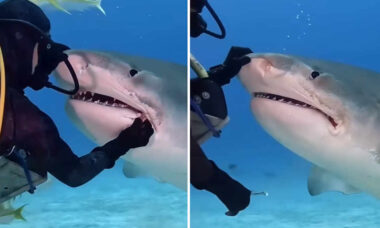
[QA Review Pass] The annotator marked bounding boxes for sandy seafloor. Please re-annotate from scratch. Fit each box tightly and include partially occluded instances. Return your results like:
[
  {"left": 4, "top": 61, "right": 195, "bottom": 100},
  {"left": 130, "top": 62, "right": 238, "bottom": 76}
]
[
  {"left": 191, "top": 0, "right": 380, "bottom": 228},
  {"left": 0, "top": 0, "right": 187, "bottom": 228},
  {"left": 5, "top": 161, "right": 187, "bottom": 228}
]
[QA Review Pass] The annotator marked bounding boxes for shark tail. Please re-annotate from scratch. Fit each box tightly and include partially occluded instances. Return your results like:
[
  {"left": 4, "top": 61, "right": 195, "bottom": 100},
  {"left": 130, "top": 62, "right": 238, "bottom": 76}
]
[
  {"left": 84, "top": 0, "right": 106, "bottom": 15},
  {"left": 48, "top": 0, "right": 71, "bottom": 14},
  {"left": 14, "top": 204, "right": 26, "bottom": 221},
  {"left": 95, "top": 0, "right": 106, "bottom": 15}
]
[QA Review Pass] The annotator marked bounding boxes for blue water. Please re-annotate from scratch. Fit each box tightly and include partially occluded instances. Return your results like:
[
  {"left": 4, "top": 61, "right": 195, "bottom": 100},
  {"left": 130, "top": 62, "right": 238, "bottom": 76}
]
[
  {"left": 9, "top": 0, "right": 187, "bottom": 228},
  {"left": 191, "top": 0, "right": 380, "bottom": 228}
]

# # # # #

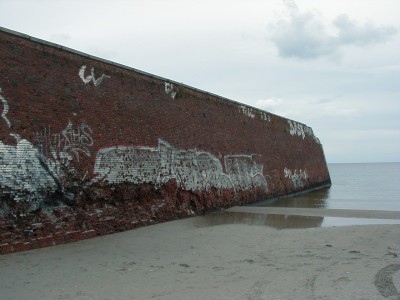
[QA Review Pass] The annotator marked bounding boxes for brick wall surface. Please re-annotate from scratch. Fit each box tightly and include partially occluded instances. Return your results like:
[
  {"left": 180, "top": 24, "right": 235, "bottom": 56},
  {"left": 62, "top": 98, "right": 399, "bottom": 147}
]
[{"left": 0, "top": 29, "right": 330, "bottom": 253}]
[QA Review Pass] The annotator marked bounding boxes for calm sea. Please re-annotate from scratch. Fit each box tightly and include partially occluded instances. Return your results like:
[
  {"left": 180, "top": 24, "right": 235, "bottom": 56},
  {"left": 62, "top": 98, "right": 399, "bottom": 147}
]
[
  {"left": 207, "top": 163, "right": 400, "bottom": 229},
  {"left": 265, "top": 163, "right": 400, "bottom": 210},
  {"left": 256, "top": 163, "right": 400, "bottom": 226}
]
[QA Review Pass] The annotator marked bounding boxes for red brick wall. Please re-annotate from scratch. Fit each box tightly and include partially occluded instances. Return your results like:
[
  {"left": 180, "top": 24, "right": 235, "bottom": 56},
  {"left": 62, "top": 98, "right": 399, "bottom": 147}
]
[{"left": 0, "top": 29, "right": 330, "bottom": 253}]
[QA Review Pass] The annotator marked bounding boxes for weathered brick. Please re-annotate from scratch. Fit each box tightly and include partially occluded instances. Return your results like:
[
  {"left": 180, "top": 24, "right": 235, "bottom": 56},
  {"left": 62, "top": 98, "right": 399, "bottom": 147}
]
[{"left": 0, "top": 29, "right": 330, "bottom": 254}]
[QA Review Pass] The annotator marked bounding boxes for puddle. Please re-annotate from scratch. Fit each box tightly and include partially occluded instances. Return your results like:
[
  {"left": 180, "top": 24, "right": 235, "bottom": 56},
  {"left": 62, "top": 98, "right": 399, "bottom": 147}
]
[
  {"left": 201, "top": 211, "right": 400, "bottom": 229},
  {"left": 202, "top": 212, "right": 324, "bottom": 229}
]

# # # # #

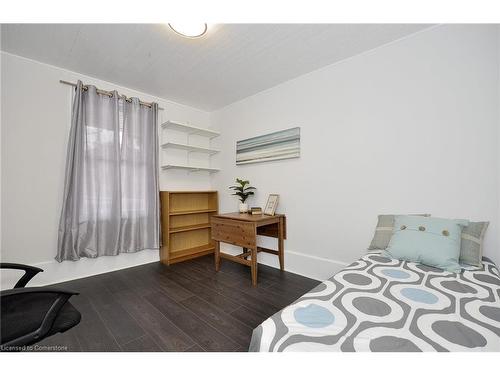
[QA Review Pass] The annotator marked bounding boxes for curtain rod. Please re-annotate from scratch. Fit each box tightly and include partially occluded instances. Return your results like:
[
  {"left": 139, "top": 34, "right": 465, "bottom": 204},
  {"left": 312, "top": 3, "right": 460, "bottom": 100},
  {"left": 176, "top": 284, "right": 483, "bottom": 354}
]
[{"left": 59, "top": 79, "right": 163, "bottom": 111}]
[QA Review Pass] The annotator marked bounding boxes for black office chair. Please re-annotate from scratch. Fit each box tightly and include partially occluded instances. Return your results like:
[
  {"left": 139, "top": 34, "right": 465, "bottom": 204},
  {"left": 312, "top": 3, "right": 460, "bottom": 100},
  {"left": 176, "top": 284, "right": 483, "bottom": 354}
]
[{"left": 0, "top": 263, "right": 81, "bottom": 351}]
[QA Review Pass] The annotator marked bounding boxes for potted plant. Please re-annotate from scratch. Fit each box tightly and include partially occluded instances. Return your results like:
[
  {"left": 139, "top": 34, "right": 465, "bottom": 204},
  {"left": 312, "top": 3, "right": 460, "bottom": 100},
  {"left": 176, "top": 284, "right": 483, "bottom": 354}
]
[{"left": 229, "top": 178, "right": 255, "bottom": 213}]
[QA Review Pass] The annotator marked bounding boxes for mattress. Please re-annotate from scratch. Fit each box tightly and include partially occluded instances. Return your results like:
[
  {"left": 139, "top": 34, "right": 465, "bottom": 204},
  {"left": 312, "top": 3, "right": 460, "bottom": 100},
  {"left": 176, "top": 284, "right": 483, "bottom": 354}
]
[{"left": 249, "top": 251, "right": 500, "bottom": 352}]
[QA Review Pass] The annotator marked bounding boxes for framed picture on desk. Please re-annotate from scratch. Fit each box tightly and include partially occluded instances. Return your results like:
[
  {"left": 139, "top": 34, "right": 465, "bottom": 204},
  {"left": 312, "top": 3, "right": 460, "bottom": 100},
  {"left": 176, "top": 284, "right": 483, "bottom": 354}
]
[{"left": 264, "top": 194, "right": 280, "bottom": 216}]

# # # # #

- _AIM_: Please select and copy every line in the records above that contains the word "brick".

- _RESPONSE FOR THIS EXERCISE_:
[QA Review Pass] The annotator marked bounding boxes for brick wall surface. Please re-annotate from scratch. Fit each box tightly and include partially occluded instances. Return your results like:
[QA Review Pass] The annotator marked bounding boxes for red brick wall. Please re-annotate from scratch. Fit each box tightly and include partially occluded instances. Return your results like:
[QA Review Pass] The annotator marked bounding boxes for weathered brick. Please re-annotate from scratch. Fit each box tightly and include partially occluded instances. Return your results like:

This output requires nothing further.